* _AIM OF THE EXERCISE_:
How many of the lines below contain the word "black"? Reply with the number only.

— Start INFORMATION SHOWN —

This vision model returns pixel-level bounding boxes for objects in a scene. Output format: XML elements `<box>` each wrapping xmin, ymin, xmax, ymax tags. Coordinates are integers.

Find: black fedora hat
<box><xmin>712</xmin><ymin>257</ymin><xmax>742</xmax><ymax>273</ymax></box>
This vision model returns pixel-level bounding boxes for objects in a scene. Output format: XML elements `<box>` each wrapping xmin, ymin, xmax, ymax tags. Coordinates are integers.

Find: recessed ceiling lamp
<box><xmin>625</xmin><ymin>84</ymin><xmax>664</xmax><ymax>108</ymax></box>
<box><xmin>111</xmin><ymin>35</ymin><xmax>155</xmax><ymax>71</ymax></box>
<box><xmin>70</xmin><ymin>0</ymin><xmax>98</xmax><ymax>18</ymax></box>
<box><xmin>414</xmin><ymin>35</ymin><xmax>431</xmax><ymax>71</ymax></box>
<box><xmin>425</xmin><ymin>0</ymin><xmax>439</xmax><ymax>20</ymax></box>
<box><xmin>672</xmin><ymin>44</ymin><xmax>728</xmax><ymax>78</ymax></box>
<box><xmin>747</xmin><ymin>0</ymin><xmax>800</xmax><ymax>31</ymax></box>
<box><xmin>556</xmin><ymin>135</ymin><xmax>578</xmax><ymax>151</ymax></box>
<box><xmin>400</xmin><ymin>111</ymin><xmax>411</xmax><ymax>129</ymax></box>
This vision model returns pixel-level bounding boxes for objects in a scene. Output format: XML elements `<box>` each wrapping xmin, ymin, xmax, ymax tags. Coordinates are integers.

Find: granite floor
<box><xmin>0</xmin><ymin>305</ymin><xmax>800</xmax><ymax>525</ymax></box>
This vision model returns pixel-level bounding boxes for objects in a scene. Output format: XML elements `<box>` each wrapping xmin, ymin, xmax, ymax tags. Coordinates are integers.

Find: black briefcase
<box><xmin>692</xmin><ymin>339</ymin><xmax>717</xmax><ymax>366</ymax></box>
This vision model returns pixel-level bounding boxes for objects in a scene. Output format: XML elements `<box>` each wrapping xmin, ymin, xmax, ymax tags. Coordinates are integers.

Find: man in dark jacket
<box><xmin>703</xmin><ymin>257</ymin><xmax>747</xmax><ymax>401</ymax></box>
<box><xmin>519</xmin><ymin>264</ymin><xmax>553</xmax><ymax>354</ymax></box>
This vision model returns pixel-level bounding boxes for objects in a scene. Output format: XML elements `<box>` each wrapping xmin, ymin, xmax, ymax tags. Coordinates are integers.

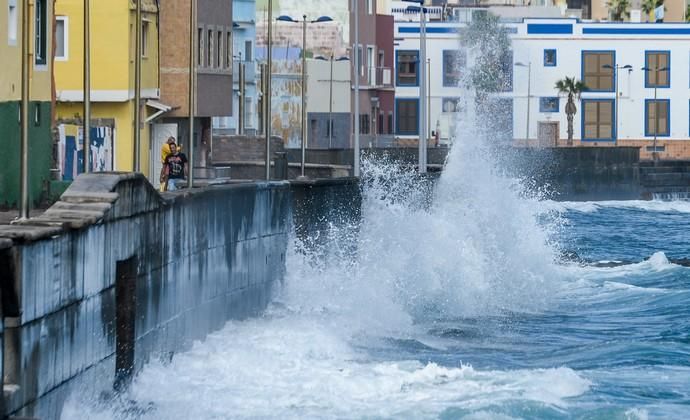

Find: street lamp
<box><xmin>515</xmin><ymin>61</ymin><xmax>532</xmax><ymax>143</ymax></box>
<box><xmin>403</xmin><ymin>0</ymin><xmax>427</xmax><ymax>173</ymax></box>
<box><xmin>642</xmin><ymin>67</ymin><xmax>668</xmax><ymax>161</ymax></box>
<box><xmin>601</xmin><ymin>64</ymin><xmax>632</xmax><ymax>146</ymax></box>
<box><xmin>276</xmin><ymin>15</ymin><xmax>333</xmax><ymax>178</ymax></box>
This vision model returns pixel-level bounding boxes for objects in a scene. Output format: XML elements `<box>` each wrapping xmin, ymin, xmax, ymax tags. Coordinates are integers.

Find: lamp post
<box><xmin>263</xmin><ymin>0</ymin><xmax>273</xmax><ymax>181</ymax></box>
<box><xmin>276</xmin><ymin>15</ymin><xmax>333</xmax><ymax>178</ymax></box>
<box><xmin>515</xmin><ymin>61</ymin><xmax>532</xmax><ymax>143</ymax></box>
<box><xmin>601</xmin><ymin>64</ymin><xmax>632</xmax><ymax>146</ymax></box>
<box><xmin>83</xmin><ymin>0</ymin><xmax>91</xmax><ymax>173</ymax></box>
<box><xmin>404</xmin><ymin>0</ymin><xmax>428</xmax><ymax>173</ymax></box>
<box><xmin>642</xmin><ymin>67</ymin><xmax>668</xmax><ymax>162</ymax></box>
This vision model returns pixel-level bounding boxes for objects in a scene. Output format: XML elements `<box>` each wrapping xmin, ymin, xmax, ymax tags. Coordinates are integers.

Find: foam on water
<box><xmin>63</xmin><ymin>313</ymin><xmax>592</xmax><ymax>419</ymax></box>
<box><xmin>542</xmin><ymin>200</ymin><xmax>690</xmax><ymax>213</ymax></box>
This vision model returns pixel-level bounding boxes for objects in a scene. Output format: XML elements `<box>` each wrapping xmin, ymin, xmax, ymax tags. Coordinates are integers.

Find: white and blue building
<box><xmin>395</xmin><ymin>18</ymin><xmax>690</xmax><ymax>159</ymax></box>
<box><xmin>213</xmin><ymin>0</ymin><xmax>259</xmax><ymax>134</ymax></box>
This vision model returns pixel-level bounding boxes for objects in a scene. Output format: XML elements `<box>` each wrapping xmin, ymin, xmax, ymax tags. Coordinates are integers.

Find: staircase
<box><xmin>639</xmin><ymin>161</ymin><xmax>690</xmax><ymax>200</ymax></box>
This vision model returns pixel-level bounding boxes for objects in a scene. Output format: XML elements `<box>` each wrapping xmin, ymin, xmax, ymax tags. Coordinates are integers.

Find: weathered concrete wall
<box><xmin>0</xmin><ymin>173</ymin><xmax>291</xmax><ymax>419</ymax></box>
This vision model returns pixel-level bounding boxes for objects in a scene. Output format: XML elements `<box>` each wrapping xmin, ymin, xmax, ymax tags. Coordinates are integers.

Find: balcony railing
<box><xmin>364</xmin><ymin>67</ymin><xmax>393</xmax><ymax>87</ymax></box>
<box><xmin>232</xmin><ymin>60</ymin><xmax>256</xmax><ymax>84</ymax></box>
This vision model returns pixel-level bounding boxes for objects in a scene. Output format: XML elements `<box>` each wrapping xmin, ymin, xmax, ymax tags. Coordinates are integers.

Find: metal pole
<box><xmin>187</xmin><ymin>0</ymin><xmax>197</xmax><ymax>188</ymax></box>
<box><xmin>84</xmin><ymin>0</ymin><xmax>91</xmax><ymax>173</ymax></box>
<box><xmin>300</xmin><ymin>15</ymin><xmax>307</xmax><ymax>178</ymax></box>
<box><xmin>652</xmin><ymin>77</ymin><xmax>659</xmax><ymax>161</ymax></box>
<box><xmin>424</xmin><ymin>58</ymin><xmax>431</xmax><ymax>149</ymax></box>
<box><xmin>328</xmin><ymin>54</ymin><xmax>333</xmax><ymax>149</ymax></box>
<box><xmin>133</xmin><ymin>0</ymin><xmax>142</xmax><ymax>172</ymax></box>
<box><xmin>19</xmin><ymin>0</ymin><xmax>31</xmax><ymax>220</ymax></box>
<box><xmin>352</xmin><ymin>0</ymin><xmax>360</xmax><ymax>176</ymax></box>
<box><xmin>419</xmin><ymin>5</ymin><xmax>427</xmax><ymax>173</ymax></box>
<box><xmin>265</xmin><ymin>0</ymin><xmax>273</xmax><ymax>181</ymax></box>
<box><xmin>525</xmin><ymin>61</ymin><xmax>532</xmax><ymax>143</ymax></box>
<box><xmin>613</xmin><ymin>64</ymin><xmax>621</xmax><ymax>146</ymax></box>
<box><xmin>237</xmin><ymin>61</ymin><xmax>246</xmax><ymax>136</ymax></box>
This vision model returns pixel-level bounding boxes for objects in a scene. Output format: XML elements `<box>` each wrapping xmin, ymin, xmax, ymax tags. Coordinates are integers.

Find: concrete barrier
<box><xmin>0</xmin><ymin>173</ymin><xmax>292</xmax><ymax>419</ymax></box>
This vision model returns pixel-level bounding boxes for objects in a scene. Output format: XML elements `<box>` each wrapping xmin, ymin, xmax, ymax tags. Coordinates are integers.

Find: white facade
<box><xmin>395</xmin><ymin>19</ymin><xmax>690</xmax><ymax>151</ymax></box>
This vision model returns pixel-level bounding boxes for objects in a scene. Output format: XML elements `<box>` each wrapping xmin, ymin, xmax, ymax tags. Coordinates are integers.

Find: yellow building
<box><xmin>54</xmin><ymin>0</ymin><xmax>166</xmax><ymax>179</ymax></box>
<box><xmin>0</xmin><ymin>0</ymin><xmax>53</xmax><ymax>208</ymax></box>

— End INFORMATION SHOWN —

* _EXPECTED ANSWER_:
2